As per latest data published, U.S. job growth rose more than expected in July indicating the strengthening of the economy. During July 2022, nonfarm payrolls rose by 528,000 and the unemployment rate was 3.5% against Dow Jones estimates of 258,000 and 3.6%, respectively. In the same line, wage growth also increased, hourly earnings jumped by 0.5% for the month and 5.2% from a year ago.
Given the resilience of the economy from the corona pandemic disaster, now the major concern for US Fed is we to control consumer inflation. Therefore, it is expected that another 75bps rate hike is on the cards in the next policy meeting.
In last RBI MPC meeting, repo rate was hiked by 50bps. However, in the current scenario of global rate hikes, elevated domestic inflation and sharp depreciation of the rupee, 50bps hike may not be sufficient. Given the expected 75 bps rate hike by US Fed, the market now eyes the quantum of rate hike in the next policy meeting.

### EXERCISE OBJECTIVE
Extend the commentary on U.S. job growth and central bank rate hikes, picking up after its last sentence about the market watching the size of the next rate hike.

### DATA BELOW
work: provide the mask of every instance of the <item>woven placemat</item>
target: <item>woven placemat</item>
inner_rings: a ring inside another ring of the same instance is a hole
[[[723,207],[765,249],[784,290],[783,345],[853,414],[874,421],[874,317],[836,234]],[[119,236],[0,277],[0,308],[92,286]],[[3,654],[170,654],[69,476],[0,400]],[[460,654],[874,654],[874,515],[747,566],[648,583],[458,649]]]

### EXERCISE ANSWER
Government bonds, SDL and OIS yield movements
Last week, 10-year benchmark 6.54% 2032 paper yield came down by 2 bps to 7.30%. The 5-year benchmark bond, 6.79% 2027 yield decreased by 3 bps to 7.04%. 3-year benchmark 5.22% 2025 yield rose by 3 bps to 6.78%. Long-term paper, 6.99% 2051 yield declined by 3 bps to 7.65%.
The spread of 10-year bond over 5-year bond rose by 1 bp to 25 bps from 26 bps as compared to the previous week. The 15-year benchmark over 10-year benchmark spread declined to 20 bps from 22 bps while the 30-year benchmark over 10-year benchmark spread decreased to 35 bps from 36 bps on a weekly basis.
Average 10-year SDL auction cut-off declined to 7.65% from 7.82% in previous week while spread rose to 46 bps from 45 bps.
On a weekly basis, 1-year OIS yield stood came down by 3 bps to 6.11% while the 5-year OIS yield came down by 10 bps to 6.19%.